▸ Aim of the exercise
Don't include any picture when you restate the data word for word.

▸ Excerpted data

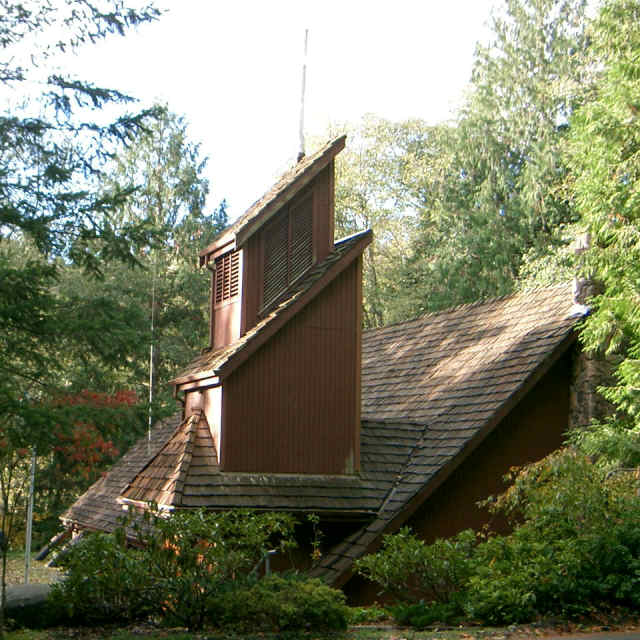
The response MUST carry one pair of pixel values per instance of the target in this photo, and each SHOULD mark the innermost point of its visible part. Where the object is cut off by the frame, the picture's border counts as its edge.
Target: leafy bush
(423, 614)
(575, 548)
(284, 603)
(105, 581)
(364, 615)
(408, 569)
(184, 564)
(196, 557)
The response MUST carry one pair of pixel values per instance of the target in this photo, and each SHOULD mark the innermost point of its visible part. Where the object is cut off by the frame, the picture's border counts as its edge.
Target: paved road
(601, 635)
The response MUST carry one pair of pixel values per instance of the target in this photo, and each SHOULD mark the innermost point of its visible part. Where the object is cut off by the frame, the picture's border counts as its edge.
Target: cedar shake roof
(221, 361)
(97, 508)
(261, 211)
(433, 389)
(184, 461)
(176, 476)
(457, 374)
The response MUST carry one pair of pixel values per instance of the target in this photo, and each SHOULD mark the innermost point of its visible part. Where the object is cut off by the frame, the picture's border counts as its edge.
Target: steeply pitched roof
(221, 361)
(260, 212)
(457, 374)
(168, 476)
(97, 508)
(433, 388)
(183, 473)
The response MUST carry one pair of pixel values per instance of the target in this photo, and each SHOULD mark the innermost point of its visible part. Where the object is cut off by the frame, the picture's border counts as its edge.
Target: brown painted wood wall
(293, 406)
(253, 251)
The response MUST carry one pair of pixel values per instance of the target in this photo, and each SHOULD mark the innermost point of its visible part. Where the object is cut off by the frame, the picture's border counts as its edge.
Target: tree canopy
(604, 156)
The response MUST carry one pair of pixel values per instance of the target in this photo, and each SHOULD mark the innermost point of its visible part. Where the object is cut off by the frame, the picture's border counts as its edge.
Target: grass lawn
(373, 632)
(38, 572)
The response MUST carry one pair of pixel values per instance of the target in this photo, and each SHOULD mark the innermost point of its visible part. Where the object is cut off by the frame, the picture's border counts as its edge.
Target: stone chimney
(590, 370)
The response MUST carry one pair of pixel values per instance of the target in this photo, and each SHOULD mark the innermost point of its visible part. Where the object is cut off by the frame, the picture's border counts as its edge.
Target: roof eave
(413, 504)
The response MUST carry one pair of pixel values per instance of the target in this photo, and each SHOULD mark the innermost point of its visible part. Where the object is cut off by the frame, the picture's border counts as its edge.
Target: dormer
(255, 262)
(279, 385)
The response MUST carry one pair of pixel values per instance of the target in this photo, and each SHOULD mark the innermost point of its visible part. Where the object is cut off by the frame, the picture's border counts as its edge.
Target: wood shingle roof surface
(432, 388)
(289, 184)
(97, 508)
(455, 374)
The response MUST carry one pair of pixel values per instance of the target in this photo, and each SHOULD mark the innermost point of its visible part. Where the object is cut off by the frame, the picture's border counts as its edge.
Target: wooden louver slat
(288, 248)
(276, 258)
(227, 276)
(301, 239)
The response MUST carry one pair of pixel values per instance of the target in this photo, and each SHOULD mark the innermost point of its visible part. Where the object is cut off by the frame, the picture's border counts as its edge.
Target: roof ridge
(469, 305)
(182, 467)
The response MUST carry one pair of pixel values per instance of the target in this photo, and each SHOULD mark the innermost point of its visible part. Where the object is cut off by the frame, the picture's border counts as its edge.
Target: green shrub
(410, 570)
(105, 582)
(184, 565)
(421, 614)
(282, 603)
(364, 615)
(574, 549)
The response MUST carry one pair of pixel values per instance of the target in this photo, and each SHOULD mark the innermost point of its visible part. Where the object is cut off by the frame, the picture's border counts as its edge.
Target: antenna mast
(301, 152)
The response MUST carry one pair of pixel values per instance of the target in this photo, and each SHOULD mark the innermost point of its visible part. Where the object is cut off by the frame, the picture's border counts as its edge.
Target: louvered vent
(276, 258)
(301, 239)
(288, 248)
(227, 276)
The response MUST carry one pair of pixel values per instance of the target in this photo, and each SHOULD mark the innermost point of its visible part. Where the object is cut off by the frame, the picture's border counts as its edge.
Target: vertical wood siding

▸ Answer for this exercise
The response MUST carry one pair of pixel values per instance of the target in this photo, and each SHOULD mark the innermost point of its visible part. Where the object is cut off by the frame, the picture's border counts as its edge.
Target: leafy bush
(423, 614)
(575, 548)
(284, 603)
(105, 581)
(364, 615)
(408, 569)
(184, 564)
(196, 557)
The response MUST carry one pair of pixel values per instance of the target in this photo, and each SHOULD mark the innermost point of its visible part. Where the object is cut off by the frame, the picture's border counts as its edge.
Target: paved road
(601, 635)
The response MUST carry one pair of pixel values per instance of the target in this photo, and each SHOULD mark the innermost point of its visible part. Where the object is cut off by the frame, the picture's border counts as its edge.
Target: cedar shake roof
(221, 361)
(97, 508)
(261, 211)
(433, 389)
(184, 461)
(176, 476)
(457, 374)
The response MUST carry one pair of pixel values per instance of the target in this photo, and each SHOULD mark the innermost point of its visible part. Where the object is cut off by the frame, the picture's border counts as its edge.
Target: steeply pitched roof
(221, 361)
(260, 212)
(457, 374)
(168, 476)
(97, 508)
(433, 388)
(183, 473)
The response MUST carry one pair of pixel values per instance of the target in this photo, and each SHOULD mark the innermost point of its visible part. Where the object is cut off by the frame, the picture's border counts as its edge.
Target: brown painted wood wall
(293, 406)
(253, 251)
The response MUST carry one pair of pixel values per instance of the target in this photo, and each SHOULD mark the innermost point of its visible part. Where the object is cut off by the frame, the picture's border counts as its edge.
Target: tree canopy
(604, 156)
The response MUST carry one pair of pixel values per instance of the target in this photo, and each SHOULD mark the innermost point of its visible part. Where the object is cut off by the frame, the picture's border counts as its edge.
Target: grass lawn
(373, 632)
(38, 572)
The response MUST carry one pair of pixel values per instance of the target in this photo, and each SHOULD mark the innermost point of its visible part. Where the object is cut off by the frame, the picture's border counts as its edge.
Target: stone chimney
(590, 370)
The response MUST carry one pair of pixel values per instance of the target in this photo, and each SHOULD mark the innermost point of its visible part. Where the object is cut off by the frame, the picture's border counts as its edge.
Target: roof eave
(413, 504)
The response MUST carry one pair of pixel values per instance of the target in this photo, and each SHOULD mark the innermost point of its visible part. Where the object is cut off by the frame, the picture's border counts as its edge.
Target: dormer
(255, 262)
(279, 385)
The response MUST carry one pair of pixel values per instance of the target in this photo, and each SHOULD mark the innermost point of its visible part. Where the object is cut off by the frame, the picture's border counts as its edge.
Target: wood shingle roof surface
(432, 388)
(289, 184)
(97, 508)
(455, 374)
The response MUST carry one pair of pixel values per instance of the target in this photo, and each SHOULD mark the innermost point of its visible part. Where the object is cut off by the frame, the picture's border counts as its edge.
Target: wooden louver slat
(288, 248)
(276, 258)
(227, 276)
(301, 239)
The response MUST carry one pair of pixel values per instance of the target in this photo, and each SHOULD mark the innermost point of its visible part. Where the object is cut off by the frame, the picture's border counts as its edge.
Target: roof ridge
(469, 305)
(182, 467)
The response MUST carry one pair of pixel values per instance of the target in this photo, and each SHOULD mark the innermost point of its visible part. Where the object is cut off by the frame, the picture's border counts as its edge.
Target: green shrub
(410, 570)
(105, 582)
(184, 565)
(421, 614)
(282, 603)
(364, 615)
(574, 549)
The response MUST carry one pair of pixel values per instance of the target in this photo, and each SHOULD mark the innermost point of its visible part. Where the object is cut off by the frame, the picture's border counts as its edge.
Target: antenna mast
(301, 152)
The response MUST carry one pair of pixel values per instance of the target in this photo, and each SHOULD mark the innermost point of its visible part. Where the object is cut off by the frame, the picture's border counts as its edge.
Target: louvered vent
(276, 258)
(301, 239)
(288, 248)
(227, 276)
The response MUST carry one pair of pixel values per instance of the target in this photo, and each SHOULD mark the innermost point of its visible part. Where the object is cut off by the frame, the picture's border counts as its edge.
Target: vertical wood siding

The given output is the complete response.